[Extracted records]
= = = = = = =
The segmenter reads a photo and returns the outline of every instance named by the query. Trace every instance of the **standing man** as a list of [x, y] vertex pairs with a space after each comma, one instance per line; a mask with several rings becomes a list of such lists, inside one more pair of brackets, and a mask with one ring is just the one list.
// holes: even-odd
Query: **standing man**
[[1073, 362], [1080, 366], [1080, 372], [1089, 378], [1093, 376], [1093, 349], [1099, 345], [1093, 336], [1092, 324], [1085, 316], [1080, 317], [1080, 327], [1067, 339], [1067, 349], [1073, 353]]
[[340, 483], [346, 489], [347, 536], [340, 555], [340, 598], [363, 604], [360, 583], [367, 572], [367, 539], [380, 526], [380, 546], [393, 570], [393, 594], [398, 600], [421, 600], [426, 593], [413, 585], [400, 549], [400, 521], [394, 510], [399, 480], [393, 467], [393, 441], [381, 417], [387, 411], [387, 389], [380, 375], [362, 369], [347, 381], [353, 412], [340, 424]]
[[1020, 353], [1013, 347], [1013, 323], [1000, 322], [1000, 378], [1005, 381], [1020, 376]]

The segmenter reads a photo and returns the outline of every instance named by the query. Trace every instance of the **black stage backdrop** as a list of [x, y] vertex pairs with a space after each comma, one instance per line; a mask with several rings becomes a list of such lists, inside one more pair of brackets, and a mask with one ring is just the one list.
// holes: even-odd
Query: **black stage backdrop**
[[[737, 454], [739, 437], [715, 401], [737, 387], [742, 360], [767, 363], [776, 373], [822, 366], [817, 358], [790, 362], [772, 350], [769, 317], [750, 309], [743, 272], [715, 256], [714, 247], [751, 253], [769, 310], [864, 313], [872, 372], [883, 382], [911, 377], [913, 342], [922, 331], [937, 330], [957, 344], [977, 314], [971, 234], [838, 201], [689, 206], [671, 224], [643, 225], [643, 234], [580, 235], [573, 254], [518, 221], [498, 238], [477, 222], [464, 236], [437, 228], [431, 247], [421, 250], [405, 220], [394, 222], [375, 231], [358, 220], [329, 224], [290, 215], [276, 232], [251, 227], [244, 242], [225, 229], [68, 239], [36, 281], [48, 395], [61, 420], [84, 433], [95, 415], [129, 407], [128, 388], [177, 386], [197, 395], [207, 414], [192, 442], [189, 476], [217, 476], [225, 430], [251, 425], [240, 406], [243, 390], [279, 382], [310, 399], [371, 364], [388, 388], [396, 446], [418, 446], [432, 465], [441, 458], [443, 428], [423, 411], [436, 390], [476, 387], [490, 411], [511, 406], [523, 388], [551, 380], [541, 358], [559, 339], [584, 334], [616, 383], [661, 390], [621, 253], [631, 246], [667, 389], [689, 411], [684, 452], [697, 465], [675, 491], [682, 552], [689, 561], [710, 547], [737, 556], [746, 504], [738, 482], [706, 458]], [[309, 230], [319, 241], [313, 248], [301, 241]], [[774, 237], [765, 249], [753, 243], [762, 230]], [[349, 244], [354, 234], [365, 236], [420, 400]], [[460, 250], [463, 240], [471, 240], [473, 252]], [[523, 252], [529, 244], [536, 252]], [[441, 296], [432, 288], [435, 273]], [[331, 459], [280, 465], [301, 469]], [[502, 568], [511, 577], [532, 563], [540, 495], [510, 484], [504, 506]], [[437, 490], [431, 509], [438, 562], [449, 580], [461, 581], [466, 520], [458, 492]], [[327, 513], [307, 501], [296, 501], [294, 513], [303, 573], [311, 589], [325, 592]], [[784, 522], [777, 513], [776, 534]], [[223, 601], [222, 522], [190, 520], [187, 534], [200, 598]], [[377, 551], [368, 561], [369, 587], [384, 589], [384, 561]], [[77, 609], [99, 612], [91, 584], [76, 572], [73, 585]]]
= = = = = = =
▶ [EXERCISE PROMPT]:
Say, as a single number, how many lines of the records hold the word "space".

▶ [SOLUTION FOR THIS PROBLEM]:
2